**TRECHO APRESENTADO:**
É impossível determinar se, no início das investigações, tinha-se noção do impacto que as mesmas teriam sobre a atividade política do país. A narrativa oficial é de que a partir de uma pista, a venda de um automóvel feita por um doleiro para um diretor da Petrobras, se puxou um fio, que trouxe um novelo. No entanto, a inspiração na Operação Mãos Limpas, da Itália, reiterada pelo próprio juiz Sérgio Moro, bem como a própria experiência pregressa do mesmo no processo do Banestado e do Mensalão, indicam que o alvo inicial das investigações não era apenas a lavagem de dinheiro por um grupo de doleiros.
Em entrevista, em 20 de dezembro de 2016, ao jornalista Wilson Tosta, do jornal O Estado de São Paulo, o cientista político Luiz Werneck Vianna atacou a cultura das corporações do ministério público e de certos setores do judiciário, classificando-os como sendo uma espécie de “Tenentismo Togado”.
Perguntado sobre a extensão da crise política após a revelação das delações premiadas da Odebrecht, ele respondeu: “Essas coisas não estão acontecendo naturalmente. Não são processos espontâneos. A essa altura, a meu ver, não há dúvida de que há uma inteligência organizando essa balbúrdia. Essa balbúrdia é provocada e manipulada com perícia”.

**OBJETIVO DECLARADO 1:** Verta para o inglês a frase "Essas coisas não estão acontecendo naturalmente.", extraída do trecho sobre as investigações e a crise política.
**OBJETIVO DECLARADO 2:** Duplique, sem alteração alguma, as linhas dos registros que vão do início até a linha que contém "13 151 L 20", inclusive.
O trecho não guarda relação alguma com os registros.

[Itens de rotulagem de regiões]
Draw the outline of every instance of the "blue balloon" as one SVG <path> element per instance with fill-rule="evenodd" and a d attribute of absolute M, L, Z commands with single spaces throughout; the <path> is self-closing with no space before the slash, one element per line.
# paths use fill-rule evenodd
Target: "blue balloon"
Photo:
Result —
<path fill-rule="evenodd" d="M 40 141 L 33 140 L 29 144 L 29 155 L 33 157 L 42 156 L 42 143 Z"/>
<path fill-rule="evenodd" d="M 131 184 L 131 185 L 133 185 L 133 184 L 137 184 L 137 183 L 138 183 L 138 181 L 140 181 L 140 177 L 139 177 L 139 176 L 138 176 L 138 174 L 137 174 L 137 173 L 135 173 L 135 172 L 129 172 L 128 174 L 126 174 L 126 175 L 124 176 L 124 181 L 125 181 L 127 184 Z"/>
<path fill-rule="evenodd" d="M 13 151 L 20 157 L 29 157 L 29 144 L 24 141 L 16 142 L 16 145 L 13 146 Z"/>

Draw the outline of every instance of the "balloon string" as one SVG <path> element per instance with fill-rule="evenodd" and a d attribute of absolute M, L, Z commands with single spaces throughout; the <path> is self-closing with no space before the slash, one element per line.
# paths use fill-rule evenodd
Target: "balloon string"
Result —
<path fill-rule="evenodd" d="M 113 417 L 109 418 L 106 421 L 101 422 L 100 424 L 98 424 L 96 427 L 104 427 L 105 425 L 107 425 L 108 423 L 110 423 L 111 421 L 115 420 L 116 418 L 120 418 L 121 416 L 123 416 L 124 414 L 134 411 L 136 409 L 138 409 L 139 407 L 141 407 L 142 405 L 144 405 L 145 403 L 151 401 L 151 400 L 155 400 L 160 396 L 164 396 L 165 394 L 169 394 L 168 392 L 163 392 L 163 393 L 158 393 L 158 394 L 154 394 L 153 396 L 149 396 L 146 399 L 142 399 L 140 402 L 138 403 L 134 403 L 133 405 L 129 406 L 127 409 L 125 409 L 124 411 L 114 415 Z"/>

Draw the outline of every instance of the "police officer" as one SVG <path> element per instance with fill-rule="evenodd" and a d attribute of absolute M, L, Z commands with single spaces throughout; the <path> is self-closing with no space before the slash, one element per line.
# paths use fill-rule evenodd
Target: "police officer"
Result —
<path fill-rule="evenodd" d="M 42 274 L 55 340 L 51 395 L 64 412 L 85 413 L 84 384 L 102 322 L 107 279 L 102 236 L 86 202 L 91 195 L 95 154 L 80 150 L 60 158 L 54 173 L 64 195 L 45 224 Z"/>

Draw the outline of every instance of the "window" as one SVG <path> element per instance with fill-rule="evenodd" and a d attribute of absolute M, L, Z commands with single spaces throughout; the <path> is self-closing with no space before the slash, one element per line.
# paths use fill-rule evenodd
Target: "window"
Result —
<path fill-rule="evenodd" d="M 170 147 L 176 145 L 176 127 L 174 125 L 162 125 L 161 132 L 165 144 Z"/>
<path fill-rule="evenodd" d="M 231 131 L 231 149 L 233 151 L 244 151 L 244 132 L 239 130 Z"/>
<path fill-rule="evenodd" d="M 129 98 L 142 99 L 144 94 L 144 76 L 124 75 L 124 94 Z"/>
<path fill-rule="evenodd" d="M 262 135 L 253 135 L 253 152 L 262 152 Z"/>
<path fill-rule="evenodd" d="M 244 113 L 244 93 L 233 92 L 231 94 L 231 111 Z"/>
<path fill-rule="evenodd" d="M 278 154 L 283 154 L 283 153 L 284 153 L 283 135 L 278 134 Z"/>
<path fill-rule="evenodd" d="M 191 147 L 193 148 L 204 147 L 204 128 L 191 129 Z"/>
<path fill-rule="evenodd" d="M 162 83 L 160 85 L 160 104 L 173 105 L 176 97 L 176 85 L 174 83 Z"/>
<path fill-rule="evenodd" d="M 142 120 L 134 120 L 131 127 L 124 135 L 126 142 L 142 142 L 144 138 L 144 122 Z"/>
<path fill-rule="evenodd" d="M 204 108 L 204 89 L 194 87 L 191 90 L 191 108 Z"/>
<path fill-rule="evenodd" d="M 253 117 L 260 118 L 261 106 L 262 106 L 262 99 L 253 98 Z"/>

**RESPOSTA FINAL 1:** These things are not happening naturally.

**RESPOSTA FINAL 2:**
Draw the outline of every instance of the "blue balloon" as one SVG <path> element per instance with fill-rule="evenodd" and a d attribute of absolute M, L, Z commands with single spaces throughout; the <path> is self-closing with no space before the slash, one element per line.
# paths use fill-rule evenodd
Target: "blue balloon"
Photo:
Result —
<path fill-rule="evenodd" d="M 40 141 L 33 140 L 29 144 L 29 155 L 33 157 L 42 156 L 42 143 Z"/>
<path fill-rule="evenodd" d="M 131 184 L 131 185 L 133 185 L 133 184 L 137 184 L 137 183 L 138 183 L 138 181 L 140 181 L 140 177 L 139 177 L 139 176 L 138 176 L 138 174 L 137 174 L 137 173 L 135 173 L 135 172 L 129 172 L 128 174 L 126 174 L 126 175 L 124 176 L 124 181 L 125 181 L 127 184 Z"/>
<path fill-rule="evenodd" d="M 13 151 L 20 157 L 29 157 L 29 144 L 24 141 L 16 142 L 16 145 L 13 146 Z"/>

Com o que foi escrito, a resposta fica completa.